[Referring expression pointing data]
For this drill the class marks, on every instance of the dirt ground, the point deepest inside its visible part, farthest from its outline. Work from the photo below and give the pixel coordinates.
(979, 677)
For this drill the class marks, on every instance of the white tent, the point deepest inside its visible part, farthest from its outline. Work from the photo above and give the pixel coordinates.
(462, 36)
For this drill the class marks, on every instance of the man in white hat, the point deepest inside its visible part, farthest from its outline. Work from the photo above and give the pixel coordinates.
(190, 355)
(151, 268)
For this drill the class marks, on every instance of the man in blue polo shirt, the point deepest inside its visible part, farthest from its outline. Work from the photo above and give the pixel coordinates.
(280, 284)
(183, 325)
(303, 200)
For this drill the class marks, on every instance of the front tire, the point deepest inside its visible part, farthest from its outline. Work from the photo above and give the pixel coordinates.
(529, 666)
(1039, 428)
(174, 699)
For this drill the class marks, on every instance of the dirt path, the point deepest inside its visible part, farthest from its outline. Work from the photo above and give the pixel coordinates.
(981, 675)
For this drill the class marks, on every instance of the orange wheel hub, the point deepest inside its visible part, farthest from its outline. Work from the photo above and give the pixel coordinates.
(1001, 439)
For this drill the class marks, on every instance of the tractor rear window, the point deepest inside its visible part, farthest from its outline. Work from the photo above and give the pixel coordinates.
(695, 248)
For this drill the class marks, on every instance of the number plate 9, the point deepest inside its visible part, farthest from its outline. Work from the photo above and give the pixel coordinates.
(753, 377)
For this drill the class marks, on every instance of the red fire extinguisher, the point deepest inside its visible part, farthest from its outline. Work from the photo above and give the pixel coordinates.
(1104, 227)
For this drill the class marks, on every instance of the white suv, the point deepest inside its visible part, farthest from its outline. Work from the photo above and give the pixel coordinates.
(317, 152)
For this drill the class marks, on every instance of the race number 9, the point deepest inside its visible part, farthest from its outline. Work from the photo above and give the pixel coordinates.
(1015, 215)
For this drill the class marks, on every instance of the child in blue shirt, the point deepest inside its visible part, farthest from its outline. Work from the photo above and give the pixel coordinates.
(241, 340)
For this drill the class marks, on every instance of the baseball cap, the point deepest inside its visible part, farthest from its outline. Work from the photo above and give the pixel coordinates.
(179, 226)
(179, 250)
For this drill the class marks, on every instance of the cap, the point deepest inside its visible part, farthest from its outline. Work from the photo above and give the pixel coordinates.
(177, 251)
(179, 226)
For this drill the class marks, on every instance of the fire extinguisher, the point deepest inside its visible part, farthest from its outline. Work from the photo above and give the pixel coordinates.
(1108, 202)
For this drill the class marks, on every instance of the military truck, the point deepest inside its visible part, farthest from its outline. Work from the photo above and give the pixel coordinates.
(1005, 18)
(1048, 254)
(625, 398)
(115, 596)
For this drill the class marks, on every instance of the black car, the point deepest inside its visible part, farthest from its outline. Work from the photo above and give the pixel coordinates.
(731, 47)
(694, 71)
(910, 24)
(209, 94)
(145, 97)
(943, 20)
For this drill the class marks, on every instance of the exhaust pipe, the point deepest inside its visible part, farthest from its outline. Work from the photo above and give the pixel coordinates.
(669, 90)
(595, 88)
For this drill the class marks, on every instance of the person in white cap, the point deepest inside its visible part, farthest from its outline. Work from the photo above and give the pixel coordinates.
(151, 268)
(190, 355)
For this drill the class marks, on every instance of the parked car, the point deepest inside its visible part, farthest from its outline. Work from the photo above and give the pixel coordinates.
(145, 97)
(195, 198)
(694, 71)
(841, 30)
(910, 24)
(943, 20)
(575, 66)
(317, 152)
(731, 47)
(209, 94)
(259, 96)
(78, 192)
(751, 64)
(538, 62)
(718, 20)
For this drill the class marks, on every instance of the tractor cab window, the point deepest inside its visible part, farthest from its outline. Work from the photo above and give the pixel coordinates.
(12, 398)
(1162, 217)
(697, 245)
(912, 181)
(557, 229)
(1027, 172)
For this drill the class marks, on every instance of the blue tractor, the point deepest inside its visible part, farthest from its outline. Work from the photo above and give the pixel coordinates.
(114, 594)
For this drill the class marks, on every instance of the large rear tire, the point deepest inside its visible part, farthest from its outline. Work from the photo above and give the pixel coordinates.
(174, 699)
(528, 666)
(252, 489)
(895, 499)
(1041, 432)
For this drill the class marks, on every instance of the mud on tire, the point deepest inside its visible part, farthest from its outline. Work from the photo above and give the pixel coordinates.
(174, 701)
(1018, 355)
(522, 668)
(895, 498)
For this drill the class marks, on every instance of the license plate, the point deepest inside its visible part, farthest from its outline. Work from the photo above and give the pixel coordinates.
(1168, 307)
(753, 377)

### Brief
Would you retype the lines of the data above, from the one holding "of the license" through its final line, exactly and without adding any other line?

### Written solution
For this drill the class marks, on every instance of the license plate, the point deepest inside its visible part, farthest from its outline. Work from the photo above and give the pixel coordinates.
(1168, 307)
(753, 377)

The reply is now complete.